(Photo-based referring expression data)
_ _ _ _ _

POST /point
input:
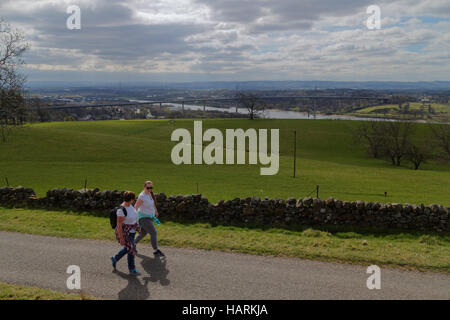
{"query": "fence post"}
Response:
(295, 150)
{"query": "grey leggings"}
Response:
(147, 226)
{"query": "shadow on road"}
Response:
(137, 288)
(156, 268)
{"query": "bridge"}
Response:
(204, 101)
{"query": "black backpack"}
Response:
(113, 216)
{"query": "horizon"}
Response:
(170, 41)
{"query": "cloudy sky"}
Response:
(207, 40)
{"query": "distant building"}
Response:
(149, 116)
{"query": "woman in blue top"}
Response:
(146, 207)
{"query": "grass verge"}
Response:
(15, 292)
(413, 251)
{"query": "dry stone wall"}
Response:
(252, 210)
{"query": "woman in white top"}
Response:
(125, 231)
(146, 206)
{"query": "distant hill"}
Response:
(253, 85)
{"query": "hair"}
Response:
(147, 182)
(151, 192)
(129, 196)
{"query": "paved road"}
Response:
(196, 274)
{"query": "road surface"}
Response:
(197, 274)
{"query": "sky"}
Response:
(233, 40)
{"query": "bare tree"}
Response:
(12, 47)
(416, 155)
(441, 133)
(252, 103)
(397, 140)
(371, 134)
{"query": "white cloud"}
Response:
(284, 39)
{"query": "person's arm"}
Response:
(120, 230)
(138, 204)
(156, 209)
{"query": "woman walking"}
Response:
(146, 207)
(125, 232)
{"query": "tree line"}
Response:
(398, 142)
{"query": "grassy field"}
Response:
(123, 154)
(15, 292)
(415, 251)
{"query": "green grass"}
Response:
(123, 154)
(415, 251)
(15, 292)
(437, 107)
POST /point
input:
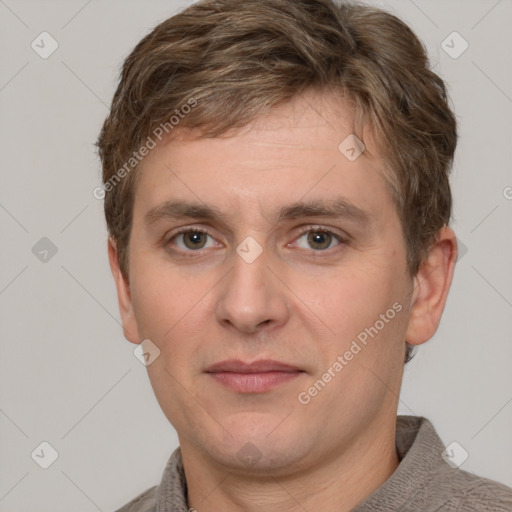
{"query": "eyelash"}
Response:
(339, 238)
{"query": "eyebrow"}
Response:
(331, 208)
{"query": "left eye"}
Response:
(320, 239)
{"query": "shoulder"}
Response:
(145, 502)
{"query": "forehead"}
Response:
(297, 152)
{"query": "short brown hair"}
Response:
(239, 59)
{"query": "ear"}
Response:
(129, 322)
(431, 286)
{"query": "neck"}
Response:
(338, 483)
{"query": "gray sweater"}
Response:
(423, 481)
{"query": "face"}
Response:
(293, 259)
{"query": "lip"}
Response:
(255, 377)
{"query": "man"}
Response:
(277, 197)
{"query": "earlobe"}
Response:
(123, 295)
(431, 286)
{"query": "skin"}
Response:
(298, 302)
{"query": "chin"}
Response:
(256, 443)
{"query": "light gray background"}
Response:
(67, 375)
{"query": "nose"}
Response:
(252, 297)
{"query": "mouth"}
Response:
(256, 377)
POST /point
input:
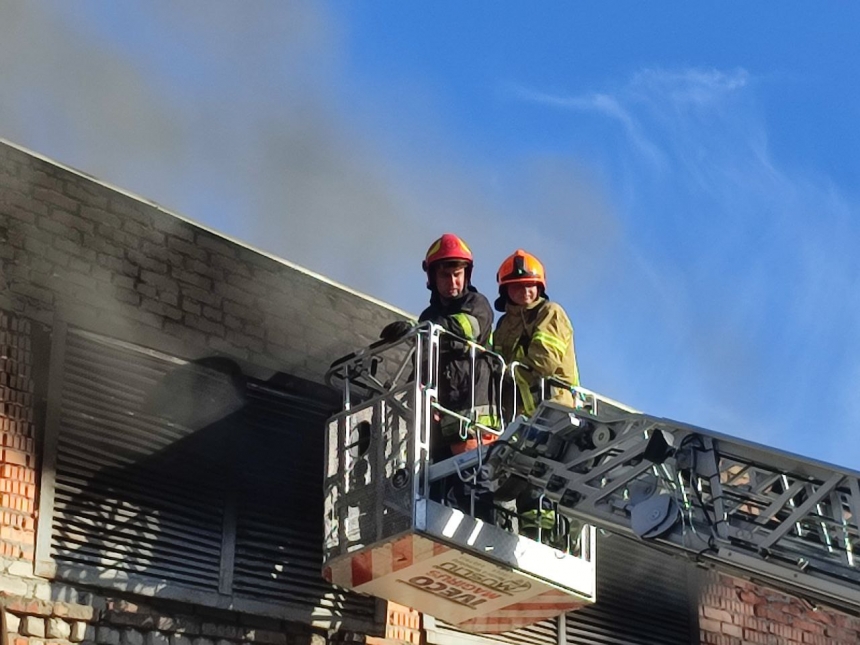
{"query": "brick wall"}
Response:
(73, 248)
(85, 616)
(77, 251)
(736, 612)
(17, 448)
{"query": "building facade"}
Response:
(162, 404)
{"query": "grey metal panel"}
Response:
(643, 598)
(279, 536)
(137, 497)
(121, 504)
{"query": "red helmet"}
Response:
(449, 247)
(521, 266)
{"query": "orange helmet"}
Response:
(521, 267)
(449, 247)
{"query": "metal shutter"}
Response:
(644, 597)
(121, 504)
(279, 535)
(226, 515)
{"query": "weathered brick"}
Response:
(123, 281)
(130, 208)
(249, 285)
(57, 628)
(103, 247)
(144, 317)
(191, 278)
(131, 637)
(212, 313)
(220, 630)
(128, 619)
(225, 347)
(22, 215)
(230, 292)
(107, 636)
(222, 247)
(201, 295)
(147, 262)
(100, 216)
(204, 325)
(156, 638)
(169, 297)
(230, 265)
(33, 626)
(72, 248)
(25, 203)
(162, 309)
(186, 248)
(73, 611)
(27, 290)
(191, 306)
(162, 282)
(13, 623)
(53, 226)
(81, 631)
(241, 340)
(123, 238)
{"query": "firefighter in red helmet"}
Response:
(459, 308)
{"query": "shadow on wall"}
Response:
(193, 482)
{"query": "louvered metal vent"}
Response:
(644, 597)
(219, 506)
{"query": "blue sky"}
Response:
(688, 173)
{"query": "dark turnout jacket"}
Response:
(469, 317)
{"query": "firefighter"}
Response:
(459, 308)
(535, 332)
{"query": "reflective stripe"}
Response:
(534, 518)
(469, 325)
(523, 385)
(548, 339)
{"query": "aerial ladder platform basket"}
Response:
(384, 534)
(778, 519)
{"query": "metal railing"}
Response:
(407, 373)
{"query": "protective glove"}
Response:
(395, 330)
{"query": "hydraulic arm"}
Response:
(776, 518)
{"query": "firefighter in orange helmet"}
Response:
(537, 333)
(533, 331)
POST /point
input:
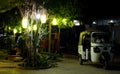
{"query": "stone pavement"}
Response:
(8, 64)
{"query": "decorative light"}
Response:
(38, 16)
(24, 22)
(64, 21)
(15, 31)
(111, 21)
(35, 27)
(43, 18)
(76, 22)
(54, 22)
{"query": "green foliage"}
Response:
(40, 61)
(3, 54)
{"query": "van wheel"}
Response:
(80, 60)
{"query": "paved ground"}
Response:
(66, 66)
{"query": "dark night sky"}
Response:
(103, 8)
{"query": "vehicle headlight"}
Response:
(96, 49)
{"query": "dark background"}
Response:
(102, 8)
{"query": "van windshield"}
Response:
(101, 38)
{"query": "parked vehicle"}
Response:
(96, 46)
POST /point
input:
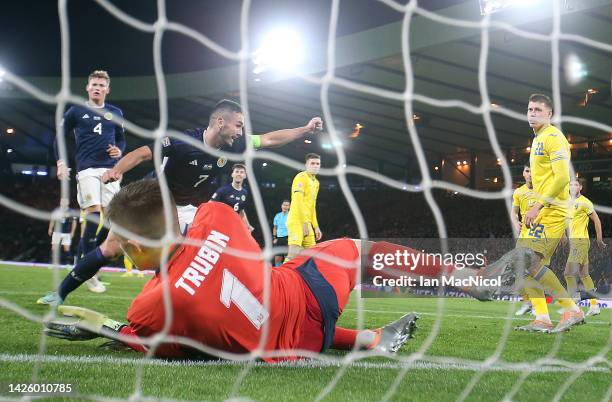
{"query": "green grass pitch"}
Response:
(469, 333)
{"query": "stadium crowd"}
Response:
(395, 215)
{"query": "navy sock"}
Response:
(79, 251)
(84, 270)
(89, 236)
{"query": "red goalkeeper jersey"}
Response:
(217, 299)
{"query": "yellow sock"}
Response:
(588, 283)
(550, 282)
(571, 284)
(127, 264)
(538, 300)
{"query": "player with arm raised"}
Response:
(234, 194)
(191, 175)
(578, 258)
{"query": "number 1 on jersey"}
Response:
(232, 290)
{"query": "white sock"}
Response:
(365, 338)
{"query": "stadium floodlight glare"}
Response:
(493, 6)
(575, 70)
(281, 50)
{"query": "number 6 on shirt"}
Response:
(232, 290)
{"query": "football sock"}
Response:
(571, 284)
(84, 270)
(550, 282)
(587, 281)
(127, 264)
(89, 235)
(537, 298)
(347, 339)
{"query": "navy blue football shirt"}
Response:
(192, 174)
(93, 133)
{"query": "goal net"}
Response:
(471, 373)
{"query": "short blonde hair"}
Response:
(99, 74)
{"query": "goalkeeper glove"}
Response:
(81, 324)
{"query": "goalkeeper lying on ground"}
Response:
(217, 297)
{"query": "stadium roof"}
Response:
(445, 62)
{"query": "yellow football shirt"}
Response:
(523, 198)
(549, 160)
(304, 192)
(583, 208)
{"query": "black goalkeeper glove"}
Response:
(81, 324)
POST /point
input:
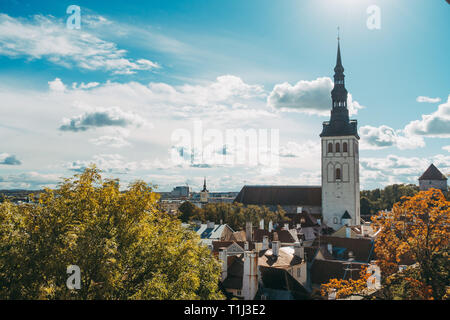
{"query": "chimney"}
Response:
(275, 247)
(299, 251)
(223, 256)
(265, 243)
(270, 226)
(250, 277)
(261, 224)
(248, 231)
(332, 295)
(351, 256)
(348, 232)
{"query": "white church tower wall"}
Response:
(340, 159)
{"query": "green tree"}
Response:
(125, 247)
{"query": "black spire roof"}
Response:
(340, 123)
(204, 186)
(432, 173)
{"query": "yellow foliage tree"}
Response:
(416, 230)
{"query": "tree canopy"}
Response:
(414, 233)
(125, 247)
(373, 201)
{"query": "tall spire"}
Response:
(339, 68)
(339, 93)
(339, 123)
(204, 185)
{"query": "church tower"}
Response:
(204, 193)
(340, 158)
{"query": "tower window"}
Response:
(338, 174)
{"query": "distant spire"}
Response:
(204, 185)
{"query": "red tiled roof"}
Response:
(322, 271)
(362, 248)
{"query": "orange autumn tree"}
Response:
(416, 230)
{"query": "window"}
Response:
(338, 174)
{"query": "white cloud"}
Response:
(373, 138)
(44, 37)
(9, 159)
(311, 97)
(57, 85)
(101, 117)
(110, 163)
(110, 141)
(428, 99)
(435, 125)
(29, 180)
(396, 169)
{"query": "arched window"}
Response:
(338, 174)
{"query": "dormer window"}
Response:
(338, 174)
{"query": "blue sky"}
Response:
(115, 92)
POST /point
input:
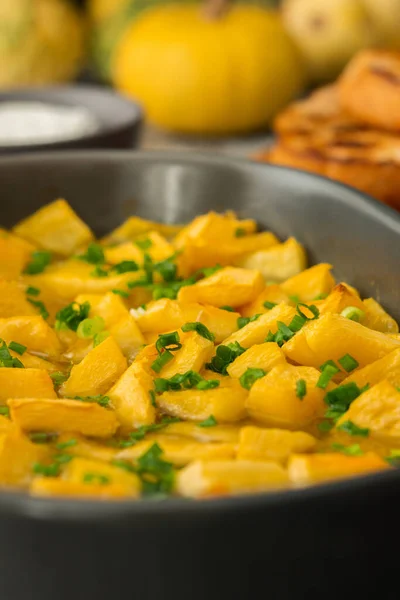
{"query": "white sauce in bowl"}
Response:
(24, 123)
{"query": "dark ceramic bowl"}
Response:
(120, 120)
(325, 542)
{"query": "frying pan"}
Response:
(327, 542)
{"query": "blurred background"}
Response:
(209, 74)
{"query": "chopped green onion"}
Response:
(121, 293)
(39, 261)
(353, 429)
(353, 313)
(269, 305)
(224, 356)
(144, 244)
(348, 363)
(125, 266)
(32, 291)
(93, 255)
(58, 377)
(353, 450)
(40, 305)
(200, 329)
(211, 421)
(243, 321)
(250, 376)
(301, 388)
(72, 315)
(240, 232)
(88, 328)
(18, 348)
(326, 376)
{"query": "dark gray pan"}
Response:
(331, 541)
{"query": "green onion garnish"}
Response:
(200, 329)
(353, 313)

_ _ _ _ _

What the exercise asks -
Tell how many lines of the records above hold "gray", giving the number and nothing else.

Exercise response -
3